Instructions to follow:
Every line below that contains the word "walking" must be copied.

Provided records:

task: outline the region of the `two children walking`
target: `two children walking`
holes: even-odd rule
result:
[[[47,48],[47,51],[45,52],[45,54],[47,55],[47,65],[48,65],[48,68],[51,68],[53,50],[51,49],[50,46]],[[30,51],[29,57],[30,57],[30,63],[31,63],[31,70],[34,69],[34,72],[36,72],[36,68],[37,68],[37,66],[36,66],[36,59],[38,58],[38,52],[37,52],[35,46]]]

Solution:
task: outline the region of the `two children walking`
target: `two children walking`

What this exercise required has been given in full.